— Travail à faire —
- 1) Relevez dans l'extrait tous les groupes introduits par les mots « par d'autres que par ».
- 2) D'après l'extrait, quel effet produit le recours systématique à une expertise exogène ?
- 3) Recopiez le passage de l'extrait qui s'ouvre sur les mots contenant « En Outre-mer en » et se ferme sur « règlement des problèmes. ».

— Extrait à lire —
· · · ·
En Outre-mer en général et singulièrement à Mayotte, les crises sont prévisibles tant les insuffisances sont nombreuses. L’Etat et les gouvernements accusent un retard dans l’appréciation des situations très souvent les plus élémentaires. Les diagnostics sont faits en général par d’autres que par les intéressés, par d’autres que par les autochtones, par d’autres que par les communautés de destin vivant sur ces territoires. Le recours systématique à une expertise exogène fausse l’exposition des vrais enjeux. On transpose des modèles venus d’ailleurs avec l’assurance d’un impact quasi nul sur le règlement des problèmes.
« Repenser notre société »
· · · ·
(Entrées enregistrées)
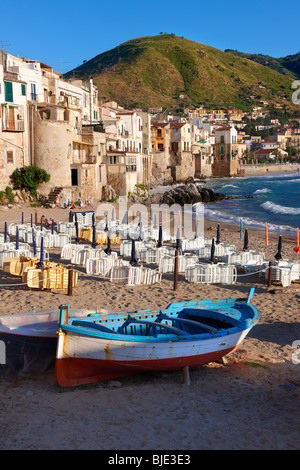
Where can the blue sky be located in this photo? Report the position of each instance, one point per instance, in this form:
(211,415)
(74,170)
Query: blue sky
(63,34)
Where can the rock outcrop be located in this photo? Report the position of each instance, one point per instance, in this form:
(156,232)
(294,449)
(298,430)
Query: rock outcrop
(190,194)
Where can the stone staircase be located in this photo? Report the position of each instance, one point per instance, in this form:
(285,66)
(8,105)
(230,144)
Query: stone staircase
(52,195)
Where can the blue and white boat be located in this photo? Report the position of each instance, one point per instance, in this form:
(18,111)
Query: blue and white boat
(101,347)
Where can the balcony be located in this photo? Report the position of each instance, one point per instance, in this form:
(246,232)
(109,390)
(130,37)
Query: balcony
(13,125)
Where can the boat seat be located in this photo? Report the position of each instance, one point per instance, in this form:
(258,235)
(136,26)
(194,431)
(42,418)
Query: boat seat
(211,329)
(96,326)
(156,325)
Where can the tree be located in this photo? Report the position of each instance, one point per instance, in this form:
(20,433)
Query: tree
(29,177)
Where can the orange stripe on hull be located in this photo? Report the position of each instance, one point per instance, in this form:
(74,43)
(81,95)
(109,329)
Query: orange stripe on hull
(78,371)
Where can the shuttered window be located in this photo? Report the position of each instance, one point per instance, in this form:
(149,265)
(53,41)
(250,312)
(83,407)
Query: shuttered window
(8,92)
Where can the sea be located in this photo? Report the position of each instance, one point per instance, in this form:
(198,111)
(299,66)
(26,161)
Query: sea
(275,200)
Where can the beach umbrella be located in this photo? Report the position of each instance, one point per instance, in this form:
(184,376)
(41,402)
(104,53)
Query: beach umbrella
(246,241)
(218,235)
(278,254)
(94,237)
(76,228)
(178,242)
(159,243)
(17,238)
(133,260)
(212,251)
(297,249)
(241,229)
(141,235)
(154,221)
(40,264)
(108,249)
(34,243)
(125,218)
(197,227)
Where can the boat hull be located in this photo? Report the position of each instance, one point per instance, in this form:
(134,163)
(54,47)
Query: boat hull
(82,359)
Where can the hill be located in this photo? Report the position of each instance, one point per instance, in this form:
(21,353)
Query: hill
(289,65)
(174,72)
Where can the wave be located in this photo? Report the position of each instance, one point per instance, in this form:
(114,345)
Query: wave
(247,221)
(262,191)
(277,209)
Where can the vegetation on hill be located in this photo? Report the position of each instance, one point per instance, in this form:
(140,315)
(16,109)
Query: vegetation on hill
(289,65)
(173,72)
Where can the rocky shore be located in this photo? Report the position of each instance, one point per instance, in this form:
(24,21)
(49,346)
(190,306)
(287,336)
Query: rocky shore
(190,194)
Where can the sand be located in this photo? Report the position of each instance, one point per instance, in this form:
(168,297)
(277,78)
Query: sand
(251,402)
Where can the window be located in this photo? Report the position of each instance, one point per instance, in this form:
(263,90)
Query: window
(9,156)
(8,92)
(33,91)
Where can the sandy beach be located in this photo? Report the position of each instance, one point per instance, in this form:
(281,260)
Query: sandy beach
(251,402)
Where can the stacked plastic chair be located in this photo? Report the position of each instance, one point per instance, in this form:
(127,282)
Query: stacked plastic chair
(211,274)
(241,258)
(134,276)
(167,262)
(102,266)
(68,250)
(284,272)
· · · ·
— Réponses rédigées —
- 1) les intéressés ; les autochtones ; les communautés de destin vivant sur ces territoires

- 2) Il fausse l'exposition des vrais enjeux.

- 3)
En Outre-mer en général et singulièrement à Mayotte, les crises sont prévisibles tant les insuffisances sont nombreuses. L’Etat et les gouvernements accusent un retard dans l’appréciation des situations très souvent les plus élémentaires. Les diagnostics sont faits en général par d’autres que par les intéressés, par d’autres que par les autochtones, par d’autres que par les communautés de destin vivant sur ces territoires. Le recours systématique à une expertise exogène fausse l’exposition des vrais enjeux. On transpose des modèles venus d’ailleurs avec l’assurance d’un impact quasi nul sur le règlement des problèmes.